Segment Start: INPUT FOR THIS TASK

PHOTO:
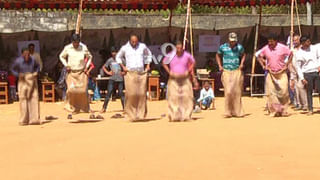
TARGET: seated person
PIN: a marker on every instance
(206, 97)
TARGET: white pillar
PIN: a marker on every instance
(309, 14)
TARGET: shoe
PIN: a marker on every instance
(92, 116)
(50, 118)
(23, 124)
(35, 123)
(310, 113)
(227, 116)
(99, 117)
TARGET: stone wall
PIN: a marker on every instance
(19, 21)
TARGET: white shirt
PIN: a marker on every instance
(74, 58)
(204, 94)
(307, 61)
(37, 58)
(135, 58)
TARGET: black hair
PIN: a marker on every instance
(273, 36)
(75, 38)
(179, 42)
(131, 35)
(113, 49)
(24, 49)
(304, 39)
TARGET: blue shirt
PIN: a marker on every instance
(231, 56)
(22, 66)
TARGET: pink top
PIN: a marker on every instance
(276, 57)
(180, 65)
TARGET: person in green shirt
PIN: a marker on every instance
(230, 58)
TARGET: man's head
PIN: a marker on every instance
(206, 85)
(25, 54)
(296, 40)
(113, 51)
(31, 47)
(134, 40)
(75, 39)
(179, 47)
(305, 42)
(233, 39)
(272, 40)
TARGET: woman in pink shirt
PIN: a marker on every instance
(180, 66)
(277, 80)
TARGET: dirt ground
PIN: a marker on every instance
(256, 147)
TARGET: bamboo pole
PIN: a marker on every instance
(254, 58)
(291, 32)
(186, 27)
(78, 23)
(191, 33)
(256, 41)
(298, 18)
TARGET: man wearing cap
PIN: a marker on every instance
(27, 69)
(233, 58)
(136, 55)
(35, 55)
(277, 79)
(300, 92)
(73, 58)
(308, 68)
(113, 69)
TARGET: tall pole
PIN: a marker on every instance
(78, 23)
(298, 18)
(191, 34)
(186, 27)
(309, 13)
(291, 32)
(256, 40)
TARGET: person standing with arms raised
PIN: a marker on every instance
(138, 58)
(230, 58)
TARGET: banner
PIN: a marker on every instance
(209, 43)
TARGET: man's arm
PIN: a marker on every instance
(63, 57)
(106, 70)
(262, 62)
(36, 66)
(15, 68)
(299, 62)
(243, 58)
(120, 55)
(148, 57)
(218, 59)
(88, 56)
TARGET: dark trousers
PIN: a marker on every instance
(111, 85)
(313, 79)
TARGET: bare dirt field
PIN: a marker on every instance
(256, 147)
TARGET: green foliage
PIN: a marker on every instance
(197, 9)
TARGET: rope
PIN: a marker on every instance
(291, 32)
(78, 23)
(186, 27)
(191, 34)
(298, 18)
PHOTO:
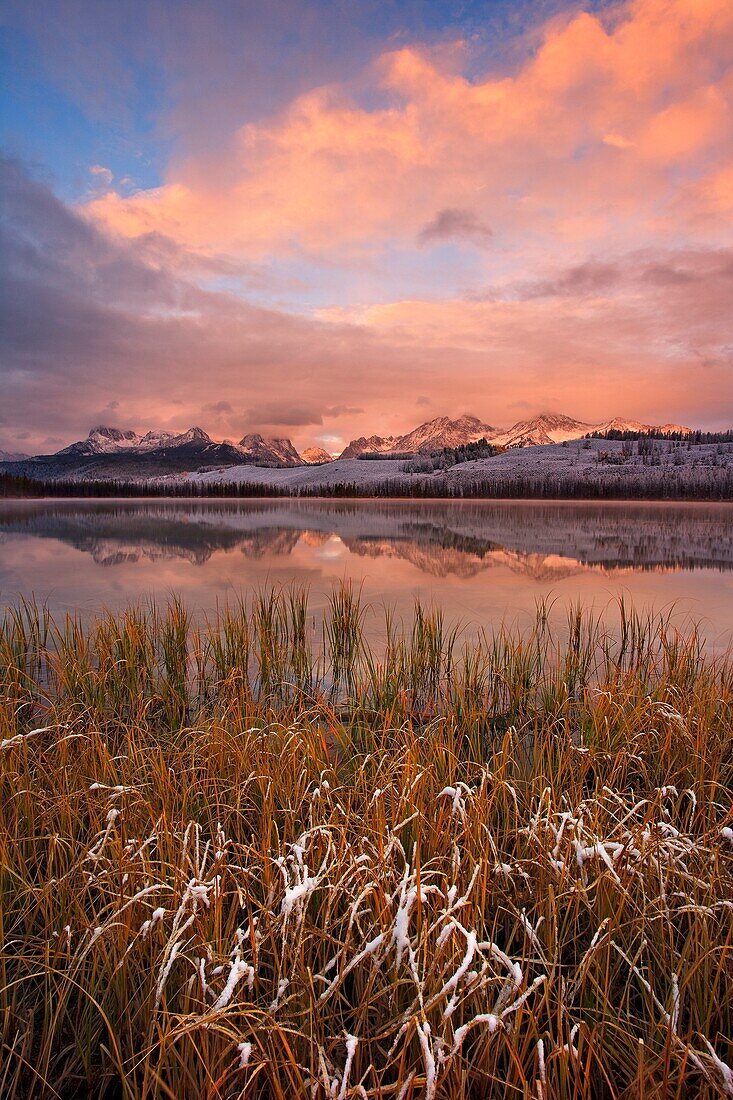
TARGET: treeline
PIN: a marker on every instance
(691, 438)
(688, 483)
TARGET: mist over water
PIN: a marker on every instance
(482, 562)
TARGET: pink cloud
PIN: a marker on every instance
(608, 119)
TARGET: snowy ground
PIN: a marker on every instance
(591, 461)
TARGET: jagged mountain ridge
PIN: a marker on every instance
(545, 428)
(314, 455)
(112, 453)
(254, 448)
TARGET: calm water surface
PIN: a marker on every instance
(482, 562)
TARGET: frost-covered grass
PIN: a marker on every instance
(240, 860)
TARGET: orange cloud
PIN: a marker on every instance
(534, 154)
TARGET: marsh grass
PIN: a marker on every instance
(242, 858)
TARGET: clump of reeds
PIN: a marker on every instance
(240, 858)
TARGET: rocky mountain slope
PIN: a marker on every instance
(111, 453)
(314, 455)
(545, 428)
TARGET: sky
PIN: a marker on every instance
(329, 218)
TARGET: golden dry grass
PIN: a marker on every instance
(238, 862)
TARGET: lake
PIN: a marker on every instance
(482, 562)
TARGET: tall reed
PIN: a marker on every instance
(243, 857)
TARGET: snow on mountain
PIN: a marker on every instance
(370, 444)
(620, 424)
(12, 457)
(270, 451)
(104, 440)
(546, 428)
(431, 436)
(315, 454)
(442, 431)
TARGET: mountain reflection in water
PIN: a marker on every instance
(483, 559)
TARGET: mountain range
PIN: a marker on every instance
(546, 428)
(113, 453)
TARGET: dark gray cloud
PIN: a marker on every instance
(89, 323)
(455, 222)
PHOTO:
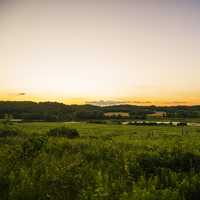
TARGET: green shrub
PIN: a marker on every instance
(7, 131)
(63, 132)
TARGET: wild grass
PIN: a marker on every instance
(107, 162)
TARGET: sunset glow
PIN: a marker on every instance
(137, 53)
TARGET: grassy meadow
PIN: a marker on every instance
(107, 162)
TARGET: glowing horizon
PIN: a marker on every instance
(80, 52)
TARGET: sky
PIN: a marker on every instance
(100, 52)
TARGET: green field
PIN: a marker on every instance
(106, 162)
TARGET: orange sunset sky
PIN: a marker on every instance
(137, 52)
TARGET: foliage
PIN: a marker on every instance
(63, 132)
(108, 162)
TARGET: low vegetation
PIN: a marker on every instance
(63, 132)
(107, 162)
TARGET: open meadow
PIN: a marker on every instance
(104, 162)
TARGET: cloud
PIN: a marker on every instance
(21, 94)
(176, 102)
(106, 103)
(113, 102)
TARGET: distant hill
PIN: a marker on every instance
(53, 111)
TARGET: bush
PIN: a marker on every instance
(6, 132)
(63, 132)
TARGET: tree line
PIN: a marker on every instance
(53, 111)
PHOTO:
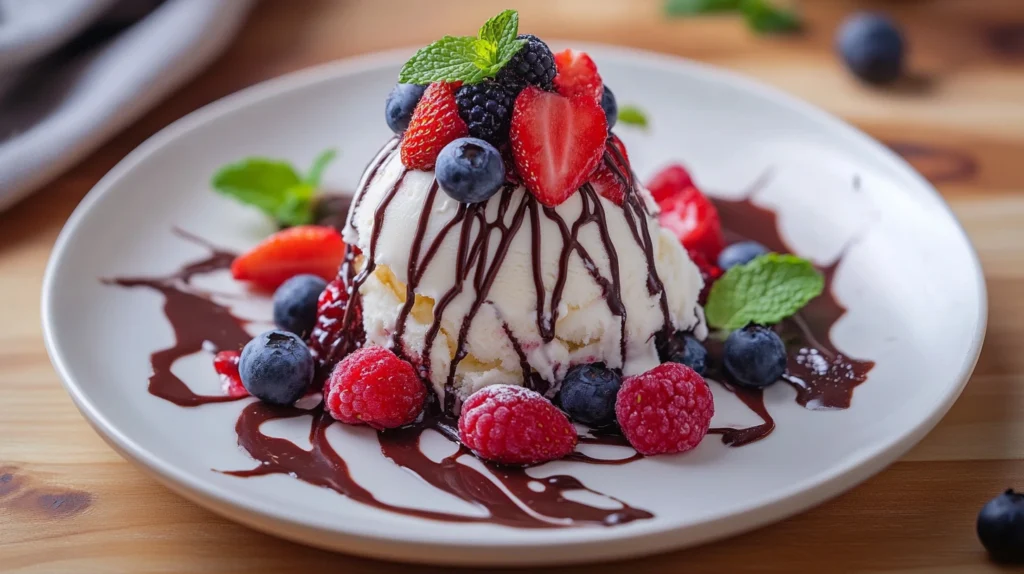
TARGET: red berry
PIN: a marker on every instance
(374, 387)
(557, 142)
(665, 410)
(578, 75)
(435, 123)
(226, 365)
(694, 220)
(669, 182)
(307, 249)
(515, 426)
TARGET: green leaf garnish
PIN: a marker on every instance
(633, 116)
(465, 58)
(765, 291)
(273, 186)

Segment End: INPUT FOR THIS TASK

● **EXERCISE BRIEF**: Only the lines from the beginning of the listing up to and including the line with "TARGET: bamboo pole" should appear in the reply, copied word for word and free of pictures.

● **REPLY**:
PHOTO:
TARGET: seated person
PIN: a marker on every instance
(206, 97)
TARGET: white pillar
PIN: a marker on every instance
(309, 14)
TARGET: shoe
PIN: a marker on every instance
(92, 116)
(50, 118)
(23, 124)
(35, 123)
(310, 113)
(227, 116)
(99, 117)
TARGET: stone wall
PIN: a marker on every instance
(19, 21)
TARGET: white shirt
PIN: a marker on every instance
(74, 58)
(204, 94)
(307, 61)
(37, 58)
(135, 58)
TARGET: black hair
PIN: a marker on every instance
(273, 36)
(75, 38)
(179, 42)
(131, 35)
(113, 49)
(24, 49)
(304, 39)
TARGET: blue shirt
PIN: a marker on every instance
(231, 56)
(22, 66)
TARGET: pink top
PIN: a marker on every instance
(276, 57)
(180, 65)
TARGET: person in green shirt
PIN: a marker on every instance
(230, 58)
TARGET: man's head
PIN: a marker on every instance
(206, 85)
(25, 54)
(296, 40)
(113, 51)
(31, 47)
(134, 40)
(75, 39)
(179, 47)
(305, 42)
(233, 39)
(272, 40)
TARGET: woman in pink shirt
PIN: a marker on every instance
(180, 66)
(277, 80)
TARGET: dirt ground
PIN: a marker on every instance
(256, 147)
TARGET: bamboo pole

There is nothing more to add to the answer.